● **To do**
Set down all of the data that follows, keeping every character.

Data extracted from a collection
+++

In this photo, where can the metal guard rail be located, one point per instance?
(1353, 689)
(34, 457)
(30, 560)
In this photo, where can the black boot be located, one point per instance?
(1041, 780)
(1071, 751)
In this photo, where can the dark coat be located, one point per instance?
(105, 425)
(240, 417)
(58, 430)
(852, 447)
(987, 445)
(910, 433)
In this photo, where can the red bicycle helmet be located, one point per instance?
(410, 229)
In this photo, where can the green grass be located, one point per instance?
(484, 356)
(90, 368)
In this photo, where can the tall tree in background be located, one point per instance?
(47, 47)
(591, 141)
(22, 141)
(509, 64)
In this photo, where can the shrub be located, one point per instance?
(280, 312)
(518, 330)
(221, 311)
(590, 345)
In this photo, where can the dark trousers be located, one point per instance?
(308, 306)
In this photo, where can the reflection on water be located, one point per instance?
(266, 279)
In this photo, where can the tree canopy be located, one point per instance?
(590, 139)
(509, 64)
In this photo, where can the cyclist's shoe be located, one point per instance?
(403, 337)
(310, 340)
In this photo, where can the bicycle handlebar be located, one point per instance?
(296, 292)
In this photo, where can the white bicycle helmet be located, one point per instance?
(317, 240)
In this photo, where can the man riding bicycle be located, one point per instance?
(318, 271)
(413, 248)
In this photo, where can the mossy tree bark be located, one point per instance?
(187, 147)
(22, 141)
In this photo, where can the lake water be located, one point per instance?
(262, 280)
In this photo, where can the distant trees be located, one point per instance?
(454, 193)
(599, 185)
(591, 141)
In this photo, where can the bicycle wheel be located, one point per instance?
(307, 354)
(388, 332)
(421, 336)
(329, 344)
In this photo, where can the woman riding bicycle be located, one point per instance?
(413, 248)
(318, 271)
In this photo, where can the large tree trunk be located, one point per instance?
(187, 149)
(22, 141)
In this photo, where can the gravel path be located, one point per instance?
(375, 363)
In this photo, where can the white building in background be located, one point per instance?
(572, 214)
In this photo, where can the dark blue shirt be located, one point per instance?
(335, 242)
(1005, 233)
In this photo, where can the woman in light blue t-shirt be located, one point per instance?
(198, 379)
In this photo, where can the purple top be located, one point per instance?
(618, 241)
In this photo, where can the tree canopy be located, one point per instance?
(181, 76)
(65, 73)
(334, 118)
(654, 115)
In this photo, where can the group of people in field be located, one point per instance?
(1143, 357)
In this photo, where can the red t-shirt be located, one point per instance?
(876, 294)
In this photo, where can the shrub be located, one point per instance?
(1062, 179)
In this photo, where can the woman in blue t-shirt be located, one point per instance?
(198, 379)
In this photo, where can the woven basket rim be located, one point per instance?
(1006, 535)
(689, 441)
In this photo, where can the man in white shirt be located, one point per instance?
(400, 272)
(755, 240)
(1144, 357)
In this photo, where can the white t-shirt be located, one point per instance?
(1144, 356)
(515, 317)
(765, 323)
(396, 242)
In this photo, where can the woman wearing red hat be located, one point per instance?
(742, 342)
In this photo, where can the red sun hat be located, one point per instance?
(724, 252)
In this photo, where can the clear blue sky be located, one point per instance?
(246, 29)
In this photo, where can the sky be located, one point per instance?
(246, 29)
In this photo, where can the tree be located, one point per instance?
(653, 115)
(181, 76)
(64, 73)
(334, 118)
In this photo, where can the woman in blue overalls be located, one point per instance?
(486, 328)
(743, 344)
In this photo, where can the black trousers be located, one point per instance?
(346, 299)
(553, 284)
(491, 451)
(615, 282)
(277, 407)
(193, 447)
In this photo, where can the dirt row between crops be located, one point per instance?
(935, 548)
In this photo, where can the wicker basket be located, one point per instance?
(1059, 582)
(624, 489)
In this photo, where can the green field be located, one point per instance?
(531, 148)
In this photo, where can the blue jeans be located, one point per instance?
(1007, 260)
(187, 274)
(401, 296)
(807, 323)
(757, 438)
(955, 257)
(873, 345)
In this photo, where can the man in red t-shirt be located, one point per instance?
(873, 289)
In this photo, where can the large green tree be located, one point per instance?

+++

● **Exercise solution**
In this photo, where can the metal guard rail be located, one point per instance?
(1353, 689)
(34, 457)
(30, 560)
In this photo, where can the black boot be located, one point per instance?
(1041, 780)
(1071, 751)
In this photo, where can the dark coat be located, one point per instance?
(105, 425)
(240, 417)
(58, 430)
(852, 447)
(987, 445)
(910, 433)
In this photo, where can the red bicycle helmet be located, one point per instance?
(410, 229)
In this photo, where can the green grass be located, one point per instance?
(484, 356)
(90, 368)
In this photo, where can the tall tree in background be located, one point per instance?
(47, 47)
(591, 141)
(22, 141)
(509, 64)
In this photo, where can the shrub be located, one point per instance?
(280, 312)
(518, 330)
(221, 311)
(590, 345)
In this photo, where can the dark trousers be located, one point per instance?
(308, 306)
In this photo, where can the reflection on water be located, one point per instance?
(266, 279)
In this photo, where can the tree canopy be located, one point per instance?
(590, 139)
(509, 64)
In this photo, where can the cyclist's shoe be located, one point per instance?
(403, 337)
(310, 340)
In this photo, where can the bicycle handlebar be located, one point per instance?
(296, 292)
In this photo, where can the white bicycle helmet be located, one point per instance?
(317, 240)
In this photo, where can the man riding bicycle be located, one point per instance?
(318, 271)
(413, 248)
In this photo, where can the mossy tree bark be located, one point per instance?
(187, 147)
(22, 141)
In this photo, where can the lake water be located, one point per instance?
(262, 280)
In this photo, where can the distant trees be located, one point per instance?
(454, 193)
(599, 185)
(591, 141)
In this photo, where can the bicycle wheel be located, one point per instance?
(307, 354)
(388, 332)
(421, 336)
(329, 344)
In this photo, where can the woman riding bicycle be located, one point per instance?
(413, 248)
(318, 271)
In this photo, where can the large tree trunk be located, one point per instance?
(187, 149)
(22, 141)
In this photo, where can the gravel path be located, one point per instance?
(375, 363)
In this photo, where can the white building in background be located, one point per instance?
(572, 214)
In this photo, where can the dark blue shirt be located, one point per instance?
(335, 242)
(1005, 233)
In this photo, where can the woman in light blue t-shirt be located, one point per instance?
(198, 379)
In this photo, where can the purple top be located, one point per instance?
(618, 241)
In this photo, where can the tree canopy be located, one point per instance?
(181, 76)
(65, 73)
(334, 118)
(654, 115)
In this photo, where can the group of people in field be located, one point per instance?
(1143, 357)
In this photo, where can the red t-shirt be located, one point per instance?
(876, 294)
In this photo, where can the shrub be located, one point per instance?
(1062, 179)
In this photo, where can the woman in blue t-shirt be located, one point per instance?
(198, 379)
In this photo, where can the woven basket rim be located, one point per instance?
(1006, 535)
(689, 441)
In this photo, where can the man in white shirt be located, one point per instance?
(400, 272)
(755, 240)
(1144, 357)
In this photo, where can the white t-shirt be located, one point per instance?
(1144, 356)
(515, 317)
(765, 323)
(396, 242)
In this photo, where can the woman wearing red hat be located, one point per instance?
(742, 342)
In this photo, where can the red sun hat be located, one point per instance?
(724, 252)
In this photo, where can the clear blue sky be located, one point per instance?
(246, 29)
In this photo, where can the sky be located, one point per instance?
(246, 29)
In this photo, where can the tree be located, one point per instance?
(653, 115)
(181, 76)
(64, 73)
(334, 118)
In this photo, where can the woman in blue overalls be located, one point per instance?
(486, 328)
(743, 344)
In this photo, where can the black trousers be located, one point per instance?
(346, 299)
(553, 284)
(491, 451)
(615, 282)
(277, 407)
(193, 447)
In this photo, where can the dirt row between crops be located, one point per instance?
(935, 548)
In this photo, where can the wicker basket be located, one point per instance?
(1059, 582)
(624, 489)
In this photo, where can the green field be located, one point per instance?
(531, 148)
In this photo, where can the blue jeans be located, one point per instance?
(1007, 260)
(187, 274)
(401, 296)
(807, 323)
(757, 438)
(955, 257)
(873, 345)
In this photo, where can the man in red t-shirt be located, one point per instance?
(873, 289)
In this photo, where can the large green tree be located, one point per instance?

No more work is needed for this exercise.